(Beginning of Supplied data)

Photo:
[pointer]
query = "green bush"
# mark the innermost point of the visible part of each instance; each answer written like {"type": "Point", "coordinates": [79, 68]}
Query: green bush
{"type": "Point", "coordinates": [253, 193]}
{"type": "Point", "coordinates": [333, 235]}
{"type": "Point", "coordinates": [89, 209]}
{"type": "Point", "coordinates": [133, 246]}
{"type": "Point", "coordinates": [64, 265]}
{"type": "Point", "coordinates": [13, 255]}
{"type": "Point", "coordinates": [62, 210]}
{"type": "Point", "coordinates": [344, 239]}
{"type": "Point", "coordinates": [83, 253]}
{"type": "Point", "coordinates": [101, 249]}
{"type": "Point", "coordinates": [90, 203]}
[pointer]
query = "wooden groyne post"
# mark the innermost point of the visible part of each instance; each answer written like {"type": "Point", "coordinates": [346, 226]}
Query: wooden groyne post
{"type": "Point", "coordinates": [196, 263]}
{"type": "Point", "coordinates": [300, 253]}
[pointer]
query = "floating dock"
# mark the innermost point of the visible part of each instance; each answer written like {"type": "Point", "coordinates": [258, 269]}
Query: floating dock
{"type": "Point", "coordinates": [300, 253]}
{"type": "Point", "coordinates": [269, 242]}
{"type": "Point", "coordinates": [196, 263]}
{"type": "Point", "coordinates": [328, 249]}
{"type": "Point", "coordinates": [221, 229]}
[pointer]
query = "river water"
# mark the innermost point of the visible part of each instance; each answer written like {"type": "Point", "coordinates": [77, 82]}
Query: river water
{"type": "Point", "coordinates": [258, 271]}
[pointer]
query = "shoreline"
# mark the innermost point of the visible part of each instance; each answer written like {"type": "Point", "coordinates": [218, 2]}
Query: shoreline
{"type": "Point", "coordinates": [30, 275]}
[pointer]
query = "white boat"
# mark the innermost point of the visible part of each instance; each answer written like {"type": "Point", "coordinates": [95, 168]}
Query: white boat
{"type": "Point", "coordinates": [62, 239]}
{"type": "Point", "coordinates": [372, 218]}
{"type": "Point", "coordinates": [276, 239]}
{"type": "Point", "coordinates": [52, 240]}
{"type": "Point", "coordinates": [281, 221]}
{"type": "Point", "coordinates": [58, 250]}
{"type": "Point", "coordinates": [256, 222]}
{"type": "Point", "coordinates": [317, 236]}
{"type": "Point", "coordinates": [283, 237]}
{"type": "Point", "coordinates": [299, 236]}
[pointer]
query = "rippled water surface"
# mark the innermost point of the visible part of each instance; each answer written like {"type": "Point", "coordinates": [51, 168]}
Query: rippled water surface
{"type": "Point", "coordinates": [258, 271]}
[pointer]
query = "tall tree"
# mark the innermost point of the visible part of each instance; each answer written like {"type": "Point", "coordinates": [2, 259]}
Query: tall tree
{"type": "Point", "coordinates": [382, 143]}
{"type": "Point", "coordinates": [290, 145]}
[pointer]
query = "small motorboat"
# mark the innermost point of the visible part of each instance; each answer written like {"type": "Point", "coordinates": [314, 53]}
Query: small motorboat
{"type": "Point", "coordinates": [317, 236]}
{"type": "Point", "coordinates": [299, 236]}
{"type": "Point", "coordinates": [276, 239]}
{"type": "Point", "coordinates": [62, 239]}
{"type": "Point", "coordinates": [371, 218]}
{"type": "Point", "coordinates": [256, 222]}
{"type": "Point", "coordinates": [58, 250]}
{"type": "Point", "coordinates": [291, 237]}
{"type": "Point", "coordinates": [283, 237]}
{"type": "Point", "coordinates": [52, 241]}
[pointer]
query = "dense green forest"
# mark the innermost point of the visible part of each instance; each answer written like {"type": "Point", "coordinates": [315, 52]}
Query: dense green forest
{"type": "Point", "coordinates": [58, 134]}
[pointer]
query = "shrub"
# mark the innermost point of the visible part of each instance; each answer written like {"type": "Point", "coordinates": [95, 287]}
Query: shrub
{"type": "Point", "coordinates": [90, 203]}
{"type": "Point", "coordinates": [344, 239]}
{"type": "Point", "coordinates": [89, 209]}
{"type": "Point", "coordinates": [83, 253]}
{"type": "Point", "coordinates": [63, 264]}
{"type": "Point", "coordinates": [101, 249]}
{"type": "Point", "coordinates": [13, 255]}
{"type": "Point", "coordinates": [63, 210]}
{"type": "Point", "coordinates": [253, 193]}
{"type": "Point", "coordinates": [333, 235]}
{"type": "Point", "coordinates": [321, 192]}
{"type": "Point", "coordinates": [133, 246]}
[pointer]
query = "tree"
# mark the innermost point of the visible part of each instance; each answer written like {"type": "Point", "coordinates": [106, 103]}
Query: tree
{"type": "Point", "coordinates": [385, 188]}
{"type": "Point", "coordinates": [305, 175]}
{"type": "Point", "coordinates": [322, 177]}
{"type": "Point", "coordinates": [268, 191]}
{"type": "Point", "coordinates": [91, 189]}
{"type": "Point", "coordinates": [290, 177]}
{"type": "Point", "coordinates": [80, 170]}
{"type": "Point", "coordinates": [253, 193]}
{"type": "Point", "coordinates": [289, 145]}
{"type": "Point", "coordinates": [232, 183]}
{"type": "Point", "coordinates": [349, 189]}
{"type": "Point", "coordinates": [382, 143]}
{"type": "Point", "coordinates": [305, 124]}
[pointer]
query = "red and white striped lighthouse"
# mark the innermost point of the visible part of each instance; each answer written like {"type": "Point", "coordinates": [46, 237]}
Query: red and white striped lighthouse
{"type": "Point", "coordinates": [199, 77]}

(End of Supplied data)

- **Exercise instructions**: Every line above must be repeated exactly as it appears.

- **Task solution**:
Photo:
[pointer]
query = "green bush"
# mark the innermost point of the visible part of each instance; each answer written like {"type": "Point", "coordinates": [79, 68]}
Query: green bush
{"type": "Point", "coordinates": [253, 193]}
{"type": "Point", "coordinates": [333, 235]}
{"type": "Point", "coordinates": [89, 209]}
{"type": "Point", "coordinates": [133, 246]}
{"type": "Point", "coordinates": [64, 265]}
{"type": "Point", "coordinates": [13, 255]}
{"type": "Point", "coordinates": [62, 210]}
{"type": "Point", "coordinates": [344, 239]}
{"type": "Point", "coordinates": [83, 253]}
{"type": "Point", "coordinates": [101, 249]}
{"type": "Point", "coordinates": [90, 203]}
[pointer]
query = "wooden groyne post"
# mark the innermost point of the visible part of each instance; each answer written like {"type": "Point", "coordinates": [346, 226]}
Query: wooden groyne post
{"type": "Point", "coordinates": [196, 263]}
{"type": "Point", "coordinates": [300, 253]}
[pointer]
query = "floating dock"
# mark the innermost point of the visible part of each instance; each answer written like {"type": "Point", "coordinates": [258, 269]}
Query: floating dock
{"type": "Point", "coordinates": [300, 253]}
{"type": "Point", "coordinates": [269, 242]}
{"type": "Point", "coordinates": [196, 263]}
{"type": "Point", "coordinates": [328, 249]}
{"type": "Point", "coordinates": [221, 229]}
[pointer]
query = "river water"
# mark the innermost point of the visible part of each instance; each answer written like {"type": "Point", "coordinates": [77, 82]}
Query: river water
{"type": "Point", "coordinates": [258, 271]}
[pointer]
query = "shoreline"
# mark the innermost point of the visible part of each instance; each answer written like {"type": "Point", "coordinates": [218, 2]}
Query: shoreline
{"type": "Point", "coordinates": [30, 275]}
[pointer]
query = "white boat"
# mark the innermost point of the visible part of each instance; each answer written like {"type": "Point", "coordinates": [95, 168]}
Query: white boat
{"type": "Point", "coordinates": [62, 239]}
{"type": "Point", "coordinates": [372, 218]}
{"type": "Point", "coordinates": [276, 239]}
{"type": "Point", "coordinates": [52, 240]}
{"type": "Point", "coordinates": [281, 221]}
{"type": "Point", "coordinates": [58, 250]}
{"type": "Point", "coordinates": [256, 222]}
{"type": "Point", "coordinates": [317, 236]}
{"type": "Point", "coordinates": [283, 237]}
{"type": "Point", "coordinates": [299, 236]}
[pointer]
query = "rippled water surface"
# mark the innermost point of the visible part of each instance; each answer written like {"type": "Point", "coordinates": [51, 168]}
Query: rippled water surface
{"type": "Point", "coordinates": [258, 271]}
[pointer]
query = "tall tree"
# mark the innermost point of the visible part of each instance; each answer written like {"type": "Point", "coordinates": [2, 259]}
Query: tall tree
{"type": "Point", "coordinates": [382, 143]}
{"type": "Point", "coordinates": [290, 145]}
[pointer]
query = "small motorboat"
# mark the innermost point of the visible part of each instance; each answer written like {"type": "Point", "coordinates": [314, 53]}
Query: small motorboat
{"type": "Point", "coordinates": [317, 236]}
{"type": "Point", "coordinates": [299, 236]}
{"type": "Point", "coordinates": [276, 239]}
{"type": "Point", "coordinates": [62, 239]}
{"type": "Point", "coordinates": [371, 218]}
{"type": "Point", "coordinates": [256, 222]}
{"type": "Point", "coordinates": [58, 250]}
{"type": "Point", "coordinates": [291, 237]}
{"type": "Point", "coordinates": [283, 237]}
{"type": "Point", "coordinates": [52, 241]}
[pointer]
query = "dense green forest"
# mark the innermost point of the visible part of each instance; each answer written like {"type": "Point", "coordinates": [315, 52]}
Query: dense green forest
{"type": "Point", "coordinates": [58, 134]}
[pointer]
query = "shrub"
# mark the innermost point of the visible part of each instance; each answer written like {"type": "Point", "coordinates": [95, 287]}
Query: shrub
{"type": "Point", "coordinates": [90, 203]}
{"type": "Point", "coordinates": [344, 239]}
{"type": "Point", "coordinates": [89, 209]}
{"type": "Point", "coordinates": [83, 253]}
{"type": "Point", "coordinates": [63, 264]}
{"type": "Point", "coordinates": [101, 249]}
{"type": "Point", "coordinates": [13, 255]}
{"type": "Point", "coordinates": [63, 210]}
{"type": "Point", "coordinates": [253, 193]}
{"type": "Point", "coordinates": [333, 235]}
{"type": "Point", "coordinates": [321, 192]}
{"type": "Point", "coordinates": [133, 246]}
[pointer]
query = "tree"
# mark the innermost point of the visible part of each instance; each answer written like {"type": "Point", "coordinates": [106, 103]}
Query: tree
{"type": "Point", "coordinates": [385, 188]}
{"type": "Point", "coordinates": [305, 175]}
{"type": "Point", "coordinates": [322, 177]}
{"type": "Point", "coordinates": [268, 191]}
{"type": "Point", "coordinates": [91, 189]}
{"type": "Point", "coordinates": [290, 177]}
{"type": "Point", "coordinates": [80, 170]}
{"type": "Point", "coordinates": [253, 193]}
{"type": "Point", "coordinates": [289, 145]}
{"type": "Point", "coordinates": [232, 183]}
{"type": "Point", "coordinates": [349, 189]}
{"type": "Point", "coordinates": [382, 143]}
{"type": "Point", "coordinates": [305, 124]}
[pointer]
query = "red and white striped lighthouse"
# mark the innermost point of the visible part of each instance; each answer written like {"type": "Point", "coordinates": [46, 237]}
Query: red and white striped lighthouse
{"type": "Point", "coordinates": [199, 77]}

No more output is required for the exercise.